> What you are asked to do:
Answer these questions from the text on ESG reporting below:
(a) How long did the VC employee want quarterly reporting to stop taking?
(b) Which two things does the text say companies can do by leveraging AI?
(c) Which EU framework does a data supply chain with attribution show compliance with?

Doing Data Better: Learnings from the ESG Use Case

Introduction to ESG Reporting and the Challenge of Report Generation at Scale

Environmental, Social, and Governance (ESG) reporting has become increasingly important for companies to assess and communicate their impact on these critical factors. However, generating ESG reports is often a time-consuming and resource-intensive process. Many VCs produce personalised reports for every company in their portfolio every quarter, resulting in enormous administrative overhead. ESG teams struggle to produce these reports at scale while ensuring accuracy and consistency. This specific use case came about from a request from an employee at VC we work with who wanted to figure out a way to deliver compliant reporting at scale without it taking up 30+ days every quarter.

Why AI for ESG Reporting?

AI offers a promising solution to the challenges of ESG reporting. By leveraging AI, companies can:

1. Create Personalised Narratives: AI-powered natural language processing can generate personalised narratives based on the specific data and context of each company, providing more meaningful and relevant insights. Furthermore, an AI can perform detailed analysis a human would be unable to do due to the time constraints imposed on them.

2. End-to-End Automation: With AI, companies can automate the entire ESG reporting process, from data collection to report generation, saving significant time and resources.

However, AI systems are prone to hallucinations and inaccuracies, which make them unsuitable for ESG reporting on their own. If you were just to hand ChatGPT your data and ask it to produce a report, you might get something that looks accurate, but you’d be taking a massive risk with critical reporting, and it would be nearly impossible to track down the source of any errors it might make. You can’t easily roll back, or debug an LLM to see if it made an issue because it used data that was out of date or if it misunderstood the relationship between different tables in your data.

The Importance of Data Supply Chains

While AI holds great potential for ESG reporting, it is crucial to ensure the accuracy and reliability of AI-generated reports. This is where data supply chains come into play. A robust data supply chain ensures:

1. Data Provenance: Companies can trust the reports and trace the origin of the figures, verifying their accuracy and up-to-dateness.

2. Consistency: By presenting data to AI in a consistent manner, data supply chains enable reliable and comparable reports across different companies and time periods.

3. Supply Status: Data supply chains provide metadata that includes provenance so you can ensure that the data the AI is ingesting is up to date.

4. Attribution: Attribution allows you to check the source of information in the report, that is, who imputed it into the system and on what date, so that you know exactly what where the data you’re using is coming from. By using a data supply chain with attribution you showcase compliance with the EU SFDR framework and plan for compliance with the EU AI Act.

Combining Data Supply Chains and AI for Optimal Results

When data supply chains and AI are used together, they create a powerful solution for ESG reporting:

1. Ensuring Accuracy Data supply chains ensure the accuracy and reliability of the data fed into the AI models, resulting in trustworthy and verifiable reports.

2. Maintaining Consistency: Even if the underlying data changes, the way it is presented to AI remains consistent, ensuring the comparability and integrity of the generated reports.

> Supplied data:
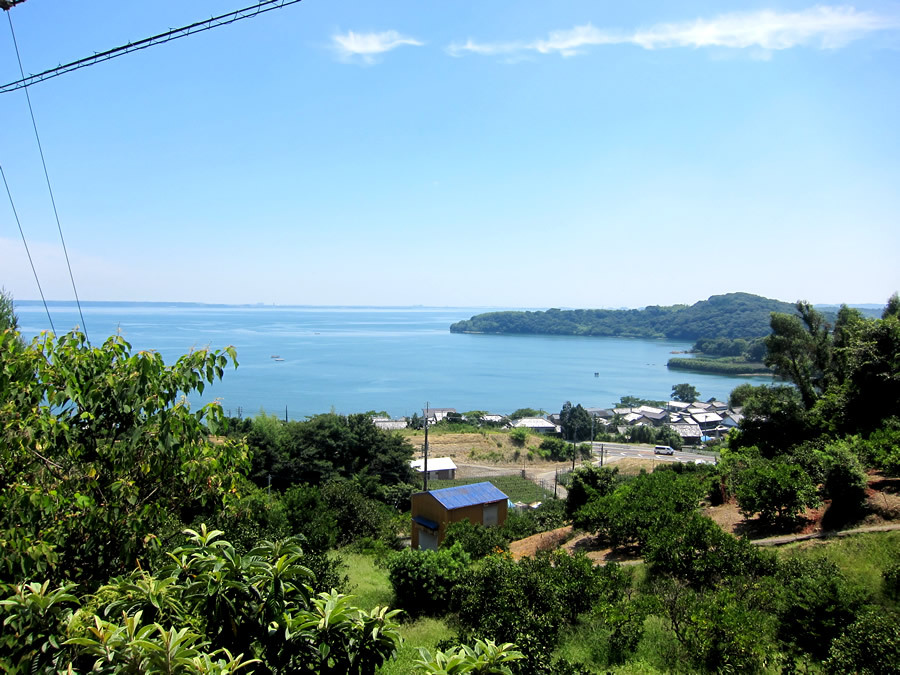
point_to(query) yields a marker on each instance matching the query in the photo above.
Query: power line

> Result:
(a) More than 30 days every quarter (30+ days).
(b) Create personalized narratives and automate the entire ESG reporting process end to end.
(c) The EU SFDR framework.